● UIT TE VOEREN OPDRACHT: Schrijf het vervolg van de tekst over positiemetingen in een deeltjesversneller, beginnend na de laatste zin die er staat.

● TEKSTSELECTIE:
..........
Zoek de Botsing: Positiemetingen in een Deeltjesversneller

Maarten
De Coen

Om de bouwstenen van de natuur, de elementaire deeltjes, te bestuderen, laten wetenschappers pakketjes deeltjes aan hoge energieën botsen. Om hieruit de juiste conclusies te trekken is het cruciaal de afmetingen van de pakketjes precies te kennen. Mijn werk concentreert zich op een onmisbaar ingrediënt om dit mogelijk te maken: precieze positiemetingen.

Botsend onderzoek

U heeft waarschijnlijk ooit wel eens met plechtige verwondering stilgestaan bij de overweldigende schoonheid van de natuur. Gaande van de grandioosheid van het heelal tot de gesofisticeerde werking van het menselijk lichaam, onze omgeving dwingt zonder uitzondering nederigheid af. Het is dan ook moeilijk te bevatten dat dat alles is opgebouwd uit onvoorstelbaar minuscule deeltjes. Bovendien bestaan er daarvan slechts een handvol verschillende soorten.

Geen wonder dat de wetenschap die deeltjes energiek heeft bestudeerd. De deeltjesversneller is een van de meest geliefde instrumenten in dit onderzoek. Dit apparaat versnelt deeltjes tot enorme snelheden om ze dan in botsingen uiteen te laten spatten. Het voornaamste voorbeeld is de Large Hadron Collider (Grote Hadronen Botser, kortweg LHC) die zich in de Zwitserse stad Genève bevindt. De LHC is een 27 km lange ring waarin een type deeltjes genaamd protonen in twee richtingen rondcirkelt. Op welbepaalde punten kruisen de twee protonenstromen elkaar en botsen frontaal.

Op die punten bouwen experimentatoren dan detectoren die gedetailleerd vastleggen welke ‘scherven’ uit de botsingen tevoorschijn komen. Het doel is te reconstrueren wat er gebeurd is tijdens de botsing. Dat kan men dan vergelijken met theoretische modellen die pogen te voorspellen welke botsingen mogelijk zijn. Maar vaak is het minder zwart wit. Meestal voorspellen twee verschillende modellen namelijk het bestaan van hetzelfde type botsing. Modellen voorspellen echter ook de kans op een gegeven botsing. Wat in het ene model zeldzaam is, kan volgens het andere model regelmatig optreden.
..........
● FRAGMENTEN UIT ITEMS:
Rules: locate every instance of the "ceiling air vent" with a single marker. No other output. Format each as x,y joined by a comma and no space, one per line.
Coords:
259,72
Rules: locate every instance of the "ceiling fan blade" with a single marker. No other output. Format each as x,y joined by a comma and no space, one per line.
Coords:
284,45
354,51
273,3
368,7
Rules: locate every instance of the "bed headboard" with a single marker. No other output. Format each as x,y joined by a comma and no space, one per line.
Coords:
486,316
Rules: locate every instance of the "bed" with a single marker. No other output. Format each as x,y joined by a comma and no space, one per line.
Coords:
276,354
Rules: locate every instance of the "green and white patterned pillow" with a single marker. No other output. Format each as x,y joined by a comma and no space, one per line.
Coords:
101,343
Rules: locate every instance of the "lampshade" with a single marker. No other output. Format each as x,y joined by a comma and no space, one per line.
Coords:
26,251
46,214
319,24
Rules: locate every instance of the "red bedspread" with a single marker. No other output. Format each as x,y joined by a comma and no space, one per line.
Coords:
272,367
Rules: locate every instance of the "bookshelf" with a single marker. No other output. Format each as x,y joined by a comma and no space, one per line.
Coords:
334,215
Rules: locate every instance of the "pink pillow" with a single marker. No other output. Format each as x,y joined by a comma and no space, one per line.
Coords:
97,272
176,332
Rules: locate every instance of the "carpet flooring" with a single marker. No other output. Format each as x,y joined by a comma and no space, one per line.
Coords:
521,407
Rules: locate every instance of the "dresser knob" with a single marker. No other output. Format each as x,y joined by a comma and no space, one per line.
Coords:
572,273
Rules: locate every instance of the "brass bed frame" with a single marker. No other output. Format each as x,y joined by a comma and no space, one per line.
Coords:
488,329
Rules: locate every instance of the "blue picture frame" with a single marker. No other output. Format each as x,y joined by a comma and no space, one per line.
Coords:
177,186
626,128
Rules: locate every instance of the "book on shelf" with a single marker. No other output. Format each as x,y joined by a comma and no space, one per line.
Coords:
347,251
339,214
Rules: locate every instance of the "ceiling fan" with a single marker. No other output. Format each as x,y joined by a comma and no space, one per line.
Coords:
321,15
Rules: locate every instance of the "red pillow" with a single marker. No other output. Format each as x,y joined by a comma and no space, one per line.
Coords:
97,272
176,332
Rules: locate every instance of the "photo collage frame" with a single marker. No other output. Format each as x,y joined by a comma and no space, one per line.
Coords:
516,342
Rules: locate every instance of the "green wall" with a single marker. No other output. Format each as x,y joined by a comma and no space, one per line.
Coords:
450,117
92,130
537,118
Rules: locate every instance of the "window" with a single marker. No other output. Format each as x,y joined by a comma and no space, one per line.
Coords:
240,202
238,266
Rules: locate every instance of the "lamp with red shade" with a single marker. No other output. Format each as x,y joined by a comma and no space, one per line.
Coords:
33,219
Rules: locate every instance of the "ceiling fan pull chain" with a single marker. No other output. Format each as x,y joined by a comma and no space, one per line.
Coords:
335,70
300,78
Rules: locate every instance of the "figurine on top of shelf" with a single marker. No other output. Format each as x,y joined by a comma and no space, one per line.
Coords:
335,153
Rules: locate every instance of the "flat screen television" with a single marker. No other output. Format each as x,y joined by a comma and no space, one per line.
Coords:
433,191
..........
● ANTWOORD OP OPDRACHT:
Schematische voorstelling van twee botsende pakketjes protonen.

Wat is de kans?

De experimentator moet dus ook de kans meten dat een bepaalde botsing optreedt. Dat is alsof je voor een onbekende dobbelsteen moet bepalen welke getallen erop staan met de bijbehorende kansen. Je kan dobbelen en tellen hoe vaak je een zes gooit. Vervolgens deel je het aantal zessen door het aantal worpen en zie daar: een schatting van de kans op een zes.

De LHC gooit natuurlijk geen dobbelstenen. In plaats daarvan botsen pakketjes protonen frontaal. De detector telt dan het aantal botsingen van het type X. Maar om de kans op X te bepalen, is ook een aantal ‘worpen’ nodig. De vraag is wat dit dan moet zijn. Bij het dobbelen is het aantal worpen ook het aantal opportuniteiten om een getal te werpen. Als beide pakketjes 10 protonen bevatten, dan zijn er in principe 100 opportuniteiten tot botsing. Maar niet elke opportuniteit weegt even zwaar. Stel namelijk dat de twee pakketjes ijl uitgespreid zijn. Dan zijn er minder opportuniteiten om te botsen dan voor sterk geconcentreerd pakketjes.

Behalve het aantal protonen is dus ook spreiding van het pakketje belangrijk. Maar hoe bepaal je de afmetingen van een pakketje protonen dat ergens in een 27 km lange ring rondraast? Al enkele tientallen jaren geleden kwam de fysicus Simon Van Der Meer met een verrassend eenvoudig antwoord. Stel immers dat je de twee pakketjes niet frontaal laat botsen, maar ze een beetje weg van elkaar verplaatst. Als de pakketjes heel klein en geconcentreerd zijn zal het aantal botsingen drastisch dalen. Voor breed uitgesmeerde pakketjes zal die daling maar klein zijn. Dit principe laat dus toe afmetingen van de pakketjes te bepalen. Eerst verplaatsen we de pakketjes weg van de frontale koers. De daling in het aantal botsingen vertelt ons dan hoe groot de pakketjes zijn.

Posities voor gevorderden

Hoe eenvoudig deze ‘Van Der Meer’ methode ook mag lijken, haar toepassing vereist toch kanttekeningen. Een ervan is dat deze methode veronderstelt dat de posities van de pakketjes nauwkeurig gekend zijn. Men kan namelijk alleen zeggen of de daling in het aantal botsing groot of klein is, als men weet of de verplaatsing van de pakketjes groot of klein is.

In de praktijk zijn de posities maar bij benadering gekend. Dat kan misschien verrassen, omdat wij zelf de posities kunnen sturen. Geef gewoon de gewenste posities in de computer en de LHC stuurt de protonenbundels wel daarheen, toch? De LHC is echter een ingewikkeld apparaat. Kleine, willekeurige veranderingen in de LHC kunnen de gerealiseerde posities lichtjes veranderen. En in zulke enorme machines als de LHC is een lokale temperatuurs- of drukschommeling gauw gebeurd.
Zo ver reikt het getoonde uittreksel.